- **Given information**

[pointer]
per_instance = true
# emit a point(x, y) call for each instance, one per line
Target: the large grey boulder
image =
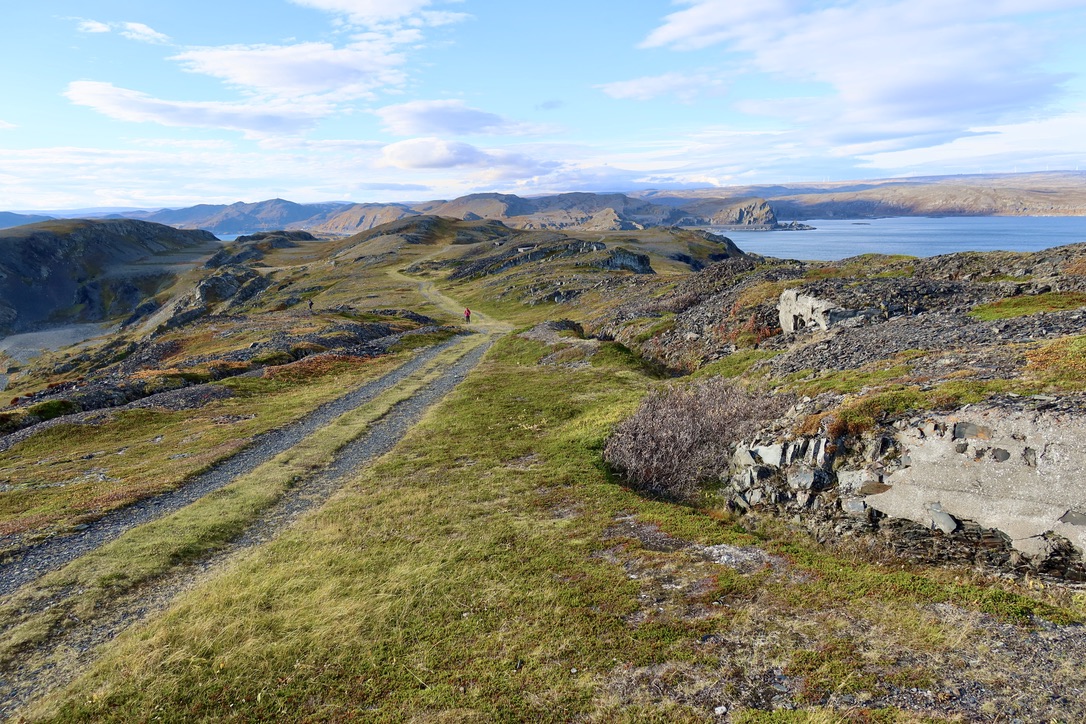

- **Activity**
The copy you write must hold every record verbatim and none of the pictures.

- **Solution for this problem**
[pointer]
per_instance = true
# emit a point(x, y) call for each instance, one per line
Target: the large grey boulder
image =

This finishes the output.